#### 节选 ####
数位dp（洛谷 P4124 [CQOI2016]手机号码）

题目链接
普通数位dp，不过有几点值得深思。
首先，我们每个手机号的位数固定为11位，即，不满足11位的并不是手机号不满足条件。而且如果像普通数位dp那样求该数到0之间的数量的话，还要考虑前导0的印象。（多开一维数组存前导0）不太值得。所以，我们直接求该数到1e10之间的数：

    int mx = flag?su[cur]:9;
    int bon = (cur==len-1)?1:0;
    ll ans = 0;
    for (int i = bon; i<=mx; i++)
    {
    //...........
#### 本题数据 ####
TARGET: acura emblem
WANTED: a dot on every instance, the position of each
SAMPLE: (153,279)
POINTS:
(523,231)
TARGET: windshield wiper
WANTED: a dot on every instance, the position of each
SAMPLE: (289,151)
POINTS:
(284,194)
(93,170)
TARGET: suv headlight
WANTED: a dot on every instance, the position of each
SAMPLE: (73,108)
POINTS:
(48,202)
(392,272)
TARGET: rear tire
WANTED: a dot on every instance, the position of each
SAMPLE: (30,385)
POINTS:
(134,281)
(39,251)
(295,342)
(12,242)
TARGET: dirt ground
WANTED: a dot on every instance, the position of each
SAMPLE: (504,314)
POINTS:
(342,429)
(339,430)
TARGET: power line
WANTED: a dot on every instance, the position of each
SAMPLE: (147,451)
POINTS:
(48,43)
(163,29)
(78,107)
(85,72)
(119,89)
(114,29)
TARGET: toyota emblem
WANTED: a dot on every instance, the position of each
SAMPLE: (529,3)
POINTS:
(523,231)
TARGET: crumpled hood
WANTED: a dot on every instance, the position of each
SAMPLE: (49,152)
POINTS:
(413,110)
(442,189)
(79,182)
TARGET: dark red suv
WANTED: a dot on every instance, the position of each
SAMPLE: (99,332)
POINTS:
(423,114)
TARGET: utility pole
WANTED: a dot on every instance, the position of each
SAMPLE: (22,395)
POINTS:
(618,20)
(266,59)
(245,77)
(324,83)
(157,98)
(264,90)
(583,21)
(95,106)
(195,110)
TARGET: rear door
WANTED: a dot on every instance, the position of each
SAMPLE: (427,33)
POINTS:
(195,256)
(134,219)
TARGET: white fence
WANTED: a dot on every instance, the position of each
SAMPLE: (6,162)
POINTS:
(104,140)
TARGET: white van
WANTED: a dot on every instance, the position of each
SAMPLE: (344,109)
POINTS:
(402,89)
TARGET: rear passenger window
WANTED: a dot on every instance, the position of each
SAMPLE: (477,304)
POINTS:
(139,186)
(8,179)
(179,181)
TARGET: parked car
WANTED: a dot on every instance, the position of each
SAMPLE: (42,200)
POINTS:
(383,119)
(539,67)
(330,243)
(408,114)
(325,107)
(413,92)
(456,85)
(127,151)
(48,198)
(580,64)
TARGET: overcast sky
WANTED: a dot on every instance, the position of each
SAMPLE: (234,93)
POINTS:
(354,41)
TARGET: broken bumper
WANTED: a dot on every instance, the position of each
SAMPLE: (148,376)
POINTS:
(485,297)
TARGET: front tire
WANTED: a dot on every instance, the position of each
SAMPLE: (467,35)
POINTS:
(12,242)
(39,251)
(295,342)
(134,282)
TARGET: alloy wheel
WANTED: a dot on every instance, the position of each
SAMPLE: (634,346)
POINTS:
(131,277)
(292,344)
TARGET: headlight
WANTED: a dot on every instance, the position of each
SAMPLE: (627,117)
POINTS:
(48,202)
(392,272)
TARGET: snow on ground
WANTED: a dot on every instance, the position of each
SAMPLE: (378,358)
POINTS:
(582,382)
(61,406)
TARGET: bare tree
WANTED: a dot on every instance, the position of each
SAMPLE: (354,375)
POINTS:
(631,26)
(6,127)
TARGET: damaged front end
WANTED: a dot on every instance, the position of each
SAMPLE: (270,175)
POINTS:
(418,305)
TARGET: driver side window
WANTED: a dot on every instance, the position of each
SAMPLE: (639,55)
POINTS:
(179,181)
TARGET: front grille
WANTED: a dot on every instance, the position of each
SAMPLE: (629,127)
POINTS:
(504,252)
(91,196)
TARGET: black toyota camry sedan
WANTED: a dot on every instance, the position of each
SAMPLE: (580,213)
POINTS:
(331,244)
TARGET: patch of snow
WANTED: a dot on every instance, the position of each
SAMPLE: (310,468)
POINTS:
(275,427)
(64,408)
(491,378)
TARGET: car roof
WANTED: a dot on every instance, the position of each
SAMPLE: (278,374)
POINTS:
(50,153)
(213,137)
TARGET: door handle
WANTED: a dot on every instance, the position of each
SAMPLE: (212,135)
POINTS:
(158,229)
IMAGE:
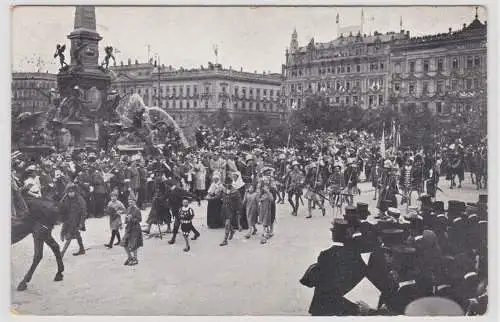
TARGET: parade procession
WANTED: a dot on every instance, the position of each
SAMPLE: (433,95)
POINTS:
(317,211)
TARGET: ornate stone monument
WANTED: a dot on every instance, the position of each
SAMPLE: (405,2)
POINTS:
(83,85)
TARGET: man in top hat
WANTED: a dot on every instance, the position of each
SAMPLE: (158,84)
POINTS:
(294,181)
(73,208)
(175,196)
(337,271)
(315,183)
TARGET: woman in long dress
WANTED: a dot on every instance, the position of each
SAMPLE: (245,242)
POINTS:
(214,195)
(200,173)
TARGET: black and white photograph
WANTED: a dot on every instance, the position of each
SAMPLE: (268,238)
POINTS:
(249,160)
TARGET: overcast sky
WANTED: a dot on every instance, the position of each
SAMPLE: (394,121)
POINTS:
(252,38)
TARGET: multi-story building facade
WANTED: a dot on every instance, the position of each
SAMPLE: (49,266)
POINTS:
(446,72)
(133,78)
(31,92)
(182,92)
(350,70)
(205,90)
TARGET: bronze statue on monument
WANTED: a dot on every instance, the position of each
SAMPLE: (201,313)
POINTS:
(109,55)
(60,53)
(77,53)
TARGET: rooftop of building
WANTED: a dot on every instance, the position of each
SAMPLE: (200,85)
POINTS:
(476,27)
(34,75)
(211,68)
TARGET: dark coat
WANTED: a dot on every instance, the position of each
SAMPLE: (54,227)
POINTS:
(336,272)
(73,212)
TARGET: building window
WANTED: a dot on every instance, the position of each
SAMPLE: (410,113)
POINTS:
(425,87)
(477,61)
(468,83)
(440,86)
(411,88)
(440,65)
(426,66)
(439,107)
(469,62)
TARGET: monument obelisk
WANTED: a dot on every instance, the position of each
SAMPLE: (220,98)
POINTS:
(84,75)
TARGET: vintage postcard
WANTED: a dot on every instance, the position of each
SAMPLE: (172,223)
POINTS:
(237,160)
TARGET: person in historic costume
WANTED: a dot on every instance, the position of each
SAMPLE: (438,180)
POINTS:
(99,191)
(251,204)
(390,188)
(175,196)
(266,201)
(375,178)
(239,185)
(73,210)
(406,181)
(351,180)
(231,207)
(315,185)
(115,209)
(186,215)
(294,181)
(200,174)
(337,270)
(214,197)
(159,213)
(132,240)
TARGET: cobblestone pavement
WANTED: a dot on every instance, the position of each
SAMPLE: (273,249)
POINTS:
(243,278)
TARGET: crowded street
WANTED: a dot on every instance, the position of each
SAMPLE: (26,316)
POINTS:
(339,178)
(225,281)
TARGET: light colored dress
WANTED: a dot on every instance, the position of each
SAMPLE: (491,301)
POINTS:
(251,203)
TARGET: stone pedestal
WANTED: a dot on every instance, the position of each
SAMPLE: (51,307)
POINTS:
(92,81)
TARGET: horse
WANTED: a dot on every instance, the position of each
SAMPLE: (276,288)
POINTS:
(26,221)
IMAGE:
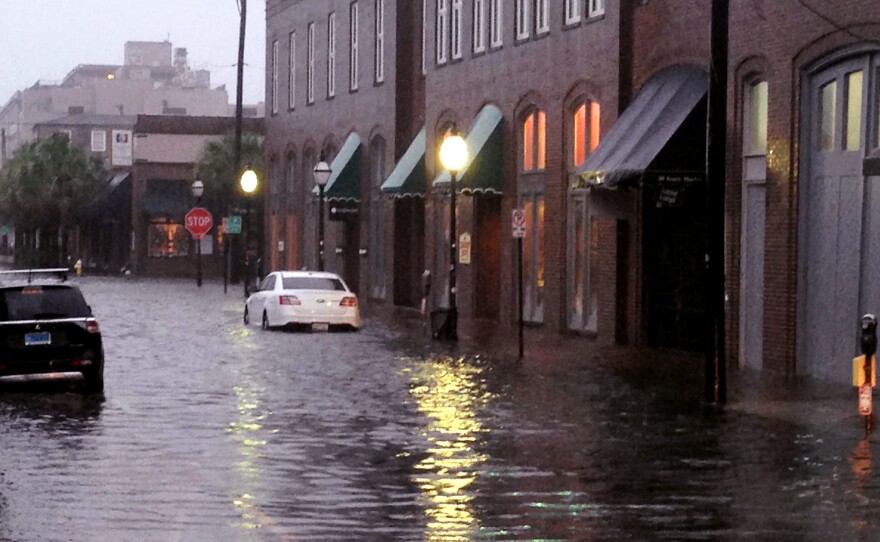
####
* _任务列表_:
[a] 找出数据中含有字符串“headlight”的所有行，并逐行照抄出来。
[b] 从数位dp题解最后显示的内容之后接着往下写，补完下一部分。
这些数据行与上面的数位dp题解毫无关联。

* _逐题答案_:
[a]
TARGET: suv headlight
TARGET: headlight

[b]
    }

此后我们设：

dp[i][p1][p2][sg1][sg2] 为考虑前i位，最后一个数字为p2，倒数第二个数字为p1，已有三个连续数相等（sg1==1）、没有三个连续数相等（sg1 ==0）的情况。其中8、4存在的情况由sg2决定：

sg2 == 0 无4、无8
sg2 == 1 有4、无8
sg2 == 2 无4、有8
sg2 == 3 有4、有8

然后就是标准数位dp过程
下面是ac代码：

#include <iostream>
#include <cstdio>
#include <cstring>
#include <cmath>
#include <string>
#include <algorithm>
#include <cstdlib>
#include <queue>
#include <map>
#include <vector>
#define ll long long
using namespace std;
int dp[20][11][11][5][5];
int su[20];
int len;
ll dfs(int cur, int pre1, int pre2, int sg1, int sg2, bool flag)
{
    //cout << cur << " " << pre1 << " " << pre2 <<" " << sg1 << " " <<sg2 << endl;
    if (cur < 0)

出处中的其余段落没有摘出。